- Data for this exercise -
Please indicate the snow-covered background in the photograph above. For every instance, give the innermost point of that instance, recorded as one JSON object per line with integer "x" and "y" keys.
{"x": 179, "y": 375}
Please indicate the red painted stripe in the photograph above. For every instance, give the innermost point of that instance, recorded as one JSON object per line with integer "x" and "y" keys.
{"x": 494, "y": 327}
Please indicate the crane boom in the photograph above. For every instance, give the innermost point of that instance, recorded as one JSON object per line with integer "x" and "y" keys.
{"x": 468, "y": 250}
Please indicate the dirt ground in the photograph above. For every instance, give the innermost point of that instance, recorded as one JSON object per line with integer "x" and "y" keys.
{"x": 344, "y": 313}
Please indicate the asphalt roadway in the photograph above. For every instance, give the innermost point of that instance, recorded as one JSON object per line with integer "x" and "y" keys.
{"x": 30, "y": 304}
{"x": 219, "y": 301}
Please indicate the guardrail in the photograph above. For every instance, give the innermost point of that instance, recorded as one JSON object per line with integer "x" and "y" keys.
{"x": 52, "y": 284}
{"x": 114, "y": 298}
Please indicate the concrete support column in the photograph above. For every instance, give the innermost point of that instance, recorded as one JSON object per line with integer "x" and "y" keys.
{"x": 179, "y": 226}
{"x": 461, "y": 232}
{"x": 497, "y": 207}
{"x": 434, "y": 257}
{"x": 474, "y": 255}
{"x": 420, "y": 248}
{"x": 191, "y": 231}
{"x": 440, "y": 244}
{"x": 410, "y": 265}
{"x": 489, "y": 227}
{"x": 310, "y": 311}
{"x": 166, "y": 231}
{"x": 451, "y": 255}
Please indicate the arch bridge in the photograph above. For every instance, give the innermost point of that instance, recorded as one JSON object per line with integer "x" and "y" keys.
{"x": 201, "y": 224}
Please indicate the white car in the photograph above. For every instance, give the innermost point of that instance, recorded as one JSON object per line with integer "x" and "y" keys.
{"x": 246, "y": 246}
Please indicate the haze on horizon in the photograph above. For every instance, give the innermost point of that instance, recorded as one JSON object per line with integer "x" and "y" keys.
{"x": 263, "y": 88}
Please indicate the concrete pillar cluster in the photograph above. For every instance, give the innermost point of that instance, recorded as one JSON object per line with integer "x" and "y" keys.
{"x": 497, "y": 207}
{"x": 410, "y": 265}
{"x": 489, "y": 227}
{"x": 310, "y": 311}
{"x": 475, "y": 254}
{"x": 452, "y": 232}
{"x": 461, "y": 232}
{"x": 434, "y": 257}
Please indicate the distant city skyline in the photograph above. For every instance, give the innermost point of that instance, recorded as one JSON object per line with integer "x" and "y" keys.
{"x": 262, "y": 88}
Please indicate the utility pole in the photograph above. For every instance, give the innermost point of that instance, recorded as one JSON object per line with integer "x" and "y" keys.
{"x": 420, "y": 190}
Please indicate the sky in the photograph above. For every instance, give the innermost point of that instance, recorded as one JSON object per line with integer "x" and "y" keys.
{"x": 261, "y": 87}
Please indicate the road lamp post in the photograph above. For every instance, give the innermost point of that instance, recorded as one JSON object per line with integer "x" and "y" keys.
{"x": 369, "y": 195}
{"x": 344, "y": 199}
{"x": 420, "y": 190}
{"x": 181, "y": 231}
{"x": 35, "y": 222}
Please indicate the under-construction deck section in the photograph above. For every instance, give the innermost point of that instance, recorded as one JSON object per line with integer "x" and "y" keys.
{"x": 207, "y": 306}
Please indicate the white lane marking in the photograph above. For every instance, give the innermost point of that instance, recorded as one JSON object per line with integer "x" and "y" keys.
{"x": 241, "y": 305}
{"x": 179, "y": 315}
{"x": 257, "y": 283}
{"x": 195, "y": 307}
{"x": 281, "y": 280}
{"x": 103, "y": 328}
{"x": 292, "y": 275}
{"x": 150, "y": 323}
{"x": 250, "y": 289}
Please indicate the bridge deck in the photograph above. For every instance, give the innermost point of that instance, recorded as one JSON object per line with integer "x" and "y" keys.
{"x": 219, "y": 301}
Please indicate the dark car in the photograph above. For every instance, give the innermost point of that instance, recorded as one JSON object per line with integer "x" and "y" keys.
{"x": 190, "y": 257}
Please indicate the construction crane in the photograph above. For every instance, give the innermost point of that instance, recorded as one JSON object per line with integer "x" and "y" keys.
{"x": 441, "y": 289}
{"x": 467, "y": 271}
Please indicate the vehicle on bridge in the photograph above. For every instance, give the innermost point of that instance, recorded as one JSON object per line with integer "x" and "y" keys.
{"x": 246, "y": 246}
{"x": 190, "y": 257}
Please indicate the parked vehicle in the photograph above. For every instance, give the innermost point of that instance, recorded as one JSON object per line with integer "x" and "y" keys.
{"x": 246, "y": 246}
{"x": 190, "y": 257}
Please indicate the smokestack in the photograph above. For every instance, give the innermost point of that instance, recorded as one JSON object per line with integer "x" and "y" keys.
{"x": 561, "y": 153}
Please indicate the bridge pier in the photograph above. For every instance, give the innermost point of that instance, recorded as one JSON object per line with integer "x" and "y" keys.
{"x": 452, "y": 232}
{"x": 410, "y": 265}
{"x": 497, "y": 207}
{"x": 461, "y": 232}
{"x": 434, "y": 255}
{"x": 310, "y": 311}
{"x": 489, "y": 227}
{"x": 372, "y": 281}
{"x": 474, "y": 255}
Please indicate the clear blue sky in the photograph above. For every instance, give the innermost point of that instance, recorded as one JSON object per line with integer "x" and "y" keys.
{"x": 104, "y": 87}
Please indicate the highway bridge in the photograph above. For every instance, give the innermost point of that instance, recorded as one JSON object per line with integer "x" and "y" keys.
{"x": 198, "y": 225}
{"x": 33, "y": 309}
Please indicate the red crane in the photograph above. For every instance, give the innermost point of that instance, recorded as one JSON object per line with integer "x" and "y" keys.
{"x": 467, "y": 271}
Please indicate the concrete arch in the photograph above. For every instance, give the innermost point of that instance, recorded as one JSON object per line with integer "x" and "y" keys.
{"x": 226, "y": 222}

- Work required -
Copy out word for word every line of the material from the one containing "Please indicate the bridge pier" through the end of the material, including both of those end lines.

- Solution to this problem -
Please indicate the bridge pier in the photograph above. For every instance, give the innermost point of that instance, recorded as one JSON object per line with integer "x" and "y" keys.
{"x": 452, "y": 232}
{"x": 410, "y": 265}
{"x": 497, "y": 207}
{"x": 461, "y": 232}
{"x": 434, "y": 255}
{"x": 310, "y": 311}
{"x": 489, "y": 227}
{"x": 372, "y": 281}
{"x": 474, "y": 255}
Please indicate the clear blue sky in the photograph above. For every instance, give the innermost point of that instance, recorded as one JSON object per line with integer "x" and "y" keys.
{"x": 104, "y": 87}
Please indicate the highway bridge in the photograph above. For every instance, give the innermost point of that instance, recorded as one JSON object per line with integer "x" and "y" keys.
{"x": 198, "y": 225}
{"x": 33, "y": 309}
Please indicate the red crane in the photograph above. For every instance, give the innermost point of that instance, recorded as one JSON object per line with integer "x" and "y" keys.
{"x": 467, "y": 271}
Please indicate the concrete arch in the photograph above. For every instance, give the innermost point of that instance, recorded as one JSON object per line with integer "x" and "y" keys.
{"x": 226, "y": 222}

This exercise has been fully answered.